- **Aim**:
Starting at the line below that contains "Exercise. Pin every instance of the american", print each line through the end of the records exactly as it appears.
===============
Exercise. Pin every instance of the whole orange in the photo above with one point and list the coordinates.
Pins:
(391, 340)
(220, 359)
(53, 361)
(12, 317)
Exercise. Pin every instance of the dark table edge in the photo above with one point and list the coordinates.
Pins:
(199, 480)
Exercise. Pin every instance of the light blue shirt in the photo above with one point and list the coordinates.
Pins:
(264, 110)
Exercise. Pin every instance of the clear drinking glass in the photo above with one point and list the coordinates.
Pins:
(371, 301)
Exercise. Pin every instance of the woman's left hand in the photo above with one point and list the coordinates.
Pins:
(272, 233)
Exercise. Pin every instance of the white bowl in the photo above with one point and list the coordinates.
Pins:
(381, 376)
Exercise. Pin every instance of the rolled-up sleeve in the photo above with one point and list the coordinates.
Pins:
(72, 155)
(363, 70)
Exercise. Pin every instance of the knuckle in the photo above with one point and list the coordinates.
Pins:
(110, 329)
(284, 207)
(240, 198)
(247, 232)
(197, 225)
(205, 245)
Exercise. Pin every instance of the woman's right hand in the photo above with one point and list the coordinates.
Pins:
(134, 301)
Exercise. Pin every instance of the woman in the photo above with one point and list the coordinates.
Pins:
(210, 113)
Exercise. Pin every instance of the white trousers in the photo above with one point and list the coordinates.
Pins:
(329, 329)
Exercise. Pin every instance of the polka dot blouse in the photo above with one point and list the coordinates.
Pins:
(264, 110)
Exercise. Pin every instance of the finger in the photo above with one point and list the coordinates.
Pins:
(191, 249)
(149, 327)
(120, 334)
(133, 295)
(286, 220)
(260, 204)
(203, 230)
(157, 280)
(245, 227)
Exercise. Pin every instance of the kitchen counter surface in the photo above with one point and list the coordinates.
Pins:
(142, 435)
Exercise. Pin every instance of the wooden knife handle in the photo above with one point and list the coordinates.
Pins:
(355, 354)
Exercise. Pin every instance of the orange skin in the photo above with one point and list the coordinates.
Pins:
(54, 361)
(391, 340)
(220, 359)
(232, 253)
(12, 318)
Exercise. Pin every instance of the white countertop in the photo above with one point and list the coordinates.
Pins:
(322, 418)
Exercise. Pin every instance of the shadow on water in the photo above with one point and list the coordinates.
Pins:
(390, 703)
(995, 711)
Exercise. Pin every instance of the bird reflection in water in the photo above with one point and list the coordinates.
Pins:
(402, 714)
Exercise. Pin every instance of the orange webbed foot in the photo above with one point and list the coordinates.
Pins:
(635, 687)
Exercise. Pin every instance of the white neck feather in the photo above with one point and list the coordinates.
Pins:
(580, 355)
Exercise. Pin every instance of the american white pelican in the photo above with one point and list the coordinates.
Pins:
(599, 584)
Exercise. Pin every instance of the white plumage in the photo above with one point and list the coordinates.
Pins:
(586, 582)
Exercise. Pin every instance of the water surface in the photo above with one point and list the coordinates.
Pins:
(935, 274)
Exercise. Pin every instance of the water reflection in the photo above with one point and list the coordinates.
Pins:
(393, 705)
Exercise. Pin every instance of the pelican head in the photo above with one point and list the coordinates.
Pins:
===============
- **Exercise output**:
Exercise. Pin every instance of the american white pelican in the photo above with one point and list the coordinates.
Pins:
(599, 584)
Exercise. Pin every instance of the white plumage in the photo above with one point and list the coordinates.
Pins:
(586, 582)
Exercise. Pin every instance of the water surface in the photo above with one point and list the coordinates.
Pins:
(935, 274)
Exercise. Pin every instance of the water reflection in the photo above with one point and list the coordinates.
Pins:
(393, 705)
Exercise. Pin every instance of the pelican head in the photo above with one point and list the coordinates.
Pins:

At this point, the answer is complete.